§ STATED TASK: Count the lines in the data below that contain the string "blue". Reply with only that number.

§ TASK INPUT:
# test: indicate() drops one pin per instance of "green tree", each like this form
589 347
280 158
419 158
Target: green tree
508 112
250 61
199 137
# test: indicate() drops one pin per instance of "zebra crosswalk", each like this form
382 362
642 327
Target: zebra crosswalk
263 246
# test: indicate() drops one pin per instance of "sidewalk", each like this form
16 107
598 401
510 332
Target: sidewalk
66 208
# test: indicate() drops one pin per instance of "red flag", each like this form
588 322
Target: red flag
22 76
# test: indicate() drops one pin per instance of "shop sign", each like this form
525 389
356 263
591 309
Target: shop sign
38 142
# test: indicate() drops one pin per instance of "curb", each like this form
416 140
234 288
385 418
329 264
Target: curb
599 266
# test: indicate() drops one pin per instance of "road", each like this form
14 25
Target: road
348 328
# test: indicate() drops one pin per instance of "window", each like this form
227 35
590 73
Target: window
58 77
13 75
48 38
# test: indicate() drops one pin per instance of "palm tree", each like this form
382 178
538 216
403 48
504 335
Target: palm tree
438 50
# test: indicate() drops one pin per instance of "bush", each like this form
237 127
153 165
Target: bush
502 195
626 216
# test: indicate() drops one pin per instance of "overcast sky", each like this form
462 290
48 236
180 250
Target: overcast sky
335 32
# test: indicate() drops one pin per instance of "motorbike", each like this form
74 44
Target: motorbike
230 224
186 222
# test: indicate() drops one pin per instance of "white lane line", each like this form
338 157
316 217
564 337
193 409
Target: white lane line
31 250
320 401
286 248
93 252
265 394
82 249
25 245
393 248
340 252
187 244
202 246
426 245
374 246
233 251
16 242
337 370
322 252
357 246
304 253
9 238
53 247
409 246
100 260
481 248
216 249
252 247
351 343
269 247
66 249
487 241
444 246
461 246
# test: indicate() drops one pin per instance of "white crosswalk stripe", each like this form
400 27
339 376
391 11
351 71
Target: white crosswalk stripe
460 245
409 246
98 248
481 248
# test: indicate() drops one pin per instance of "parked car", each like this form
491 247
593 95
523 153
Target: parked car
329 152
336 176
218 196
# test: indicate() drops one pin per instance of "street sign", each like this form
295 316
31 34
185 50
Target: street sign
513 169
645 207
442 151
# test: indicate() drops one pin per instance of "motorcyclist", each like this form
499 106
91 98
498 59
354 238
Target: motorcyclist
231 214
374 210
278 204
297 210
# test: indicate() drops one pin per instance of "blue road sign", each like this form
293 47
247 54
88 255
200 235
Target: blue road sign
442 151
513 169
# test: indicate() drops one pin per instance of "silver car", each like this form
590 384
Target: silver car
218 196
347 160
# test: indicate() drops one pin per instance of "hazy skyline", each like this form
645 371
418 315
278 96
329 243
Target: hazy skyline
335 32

§ WRITTEN SOLUTION: 2